## [Document section]
####################

Appellant next challenges his three convictions of violating Minn. Stat. § 609.52, subd. 2(1), arguing that the state did not establish that he knew or believed that he had no right to transfer the vehicles. Under that statute, an individual commits theft if he "intentionally and without claim of right takes, uses, transfers, conceals or retains possession of movable property of another without the other's consent and with intent to deprive the owner permanently of possession of the property." Minn. Stat. § 609.52, subd. 2(1).

Here, the circumstances proved include the following: the 2001 Chevrolet Lumina and the 1992 Chrysler LeBaron were taken from their parking spots at the homes of their owners; both the owner of the Lumina and the owner of the LeBaron did not know appellant and did not sell their vehicles to him; the 1991 Chevrolet Astro was taken from the parking lot of a market; the owner of the Astro did not know appellant and did not sell the vehicle to him; appellant brought all three vehicles to Metro Metals, signed paperwork that stated he had the right to possess the vehicles and sell them for scrap, and received payment for the vehicles; appellant did not possess the titles to the three vehicles; appellant is not a licensed tow-truck driver; and appellant does not have a dealer license. The only reasonable inference that can be drawn from the circumstances proved is that appellant intentionally took the vehicles without the owners' permission and with intent to deprive the owners permanently of possession of the vehicles. See Al-Naseer, 788 N.W.2d at 473-74. The only evidence that supports appellant's argument that he did not know the vehicles were stolen was his own testimony. As discussed above, this court must assume that the jury disbelieved any evidence that is contrary to the state's evidence. See Moore, 438 N.W.2d at 108. Assuming that the jury disbelieved appellant's testimony, the evidence was sufficient to support appellant's convictions of violating Minn. Stat. § 609.52, subd. 2(1).

II. The district court did not abuse its discretion by sentencing appellant despite a date discrepancy in the PSI.

Appellant argues that the district court abused its discretion by sentencing him based on the criminal-history score set forth in the PSI instead of granting a continuance for probation to investigate the date discrepancy in the PSI. This court reviews the district court's determination of a defendant's criminal-history score for abuse of discretion. State v. Stillday, 646 N.W.2d 557, 561 (Minn.App. 2002), review denied (Minn. Aug. 20, 2002).

####################

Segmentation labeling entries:
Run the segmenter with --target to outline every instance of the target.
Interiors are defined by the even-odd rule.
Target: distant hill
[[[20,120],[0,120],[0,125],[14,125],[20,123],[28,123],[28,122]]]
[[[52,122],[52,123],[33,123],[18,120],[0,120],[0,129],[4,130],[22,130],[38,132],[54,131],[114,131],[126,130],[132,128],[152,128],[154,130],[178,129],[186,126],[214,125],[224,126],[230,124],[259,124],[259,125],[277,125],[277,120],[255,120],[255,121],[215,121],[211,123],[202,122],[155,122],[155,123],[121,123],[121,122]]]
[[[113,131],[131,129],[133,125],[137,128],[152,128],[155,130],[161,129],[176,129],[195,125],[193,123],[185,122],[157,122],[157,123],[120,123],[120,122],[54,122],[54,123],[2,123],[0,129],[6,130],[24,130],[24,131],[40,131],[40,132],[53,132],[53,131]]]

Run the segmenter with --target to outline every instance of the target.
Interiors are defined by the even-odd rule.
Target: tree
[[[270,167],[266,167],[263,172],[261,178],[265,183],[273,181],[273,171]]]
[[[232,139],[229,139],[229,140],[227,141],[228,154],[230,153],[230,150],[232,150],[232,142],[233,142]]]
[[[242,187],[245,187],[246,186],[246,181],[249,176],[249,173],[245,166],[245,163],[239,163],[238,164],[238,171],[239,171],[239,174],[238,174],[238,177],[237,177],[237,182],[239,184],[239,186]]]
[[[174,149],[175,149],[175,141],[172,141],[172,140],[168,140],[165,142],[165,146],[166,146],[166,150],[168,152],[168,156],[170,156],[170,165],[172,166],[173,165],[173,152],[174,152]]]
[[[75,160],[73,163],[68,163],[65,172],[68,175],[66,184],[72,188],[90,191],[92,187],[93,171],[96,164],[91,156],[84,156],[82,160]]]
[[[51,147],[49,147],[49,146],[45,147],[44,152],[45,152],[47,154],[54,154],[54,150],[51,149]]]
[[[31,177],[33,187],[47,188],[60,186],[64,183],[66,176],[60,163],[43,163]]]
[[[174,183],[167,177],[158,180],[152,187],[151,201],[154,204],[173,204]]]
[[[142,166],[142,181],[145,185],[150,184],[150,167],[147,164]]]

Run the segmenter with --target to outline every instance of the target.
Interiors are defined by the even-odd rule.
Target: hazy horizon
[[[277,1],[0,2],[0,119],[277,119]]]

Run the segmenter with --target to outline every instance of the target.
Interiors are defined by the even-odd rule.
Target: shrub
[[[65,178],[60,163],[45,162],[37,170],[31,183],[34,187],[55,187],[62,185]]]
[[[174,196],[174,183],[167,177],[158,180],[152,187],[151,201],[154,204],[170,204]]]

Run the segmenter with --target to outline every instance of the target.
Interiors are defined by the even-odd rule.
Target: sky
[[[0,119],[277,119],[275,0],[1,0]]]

####################

## [Written request A]
Reproduce the portion of the court opinion starting with "II. The district" and going on through "Aug. 20, 2002).".
## [Written request B]
According to the court opinion, where was the 1991 Chevrolet Astro taken from?

## [Exercise output A]
II. The district court did not abuse its discretion by sentencing appellant despite a date discrepancy in the PSI.

Appellant argues that the district court abused its discretion by sentencing him based on the criminal-history score set forth in the PSI instead of granting a continuance for probation to investigate the date discrepancy in the PSI. This court reviews the district court's determination of a defendant's criminal-history score for abuse of discretion. State v. Stillday, 646 N.W.2d 557, 561 (Minn.App. 2002), review denied (Minn. Aug. 20, 2002).

## [Exercise output B]
The parking lot of a market.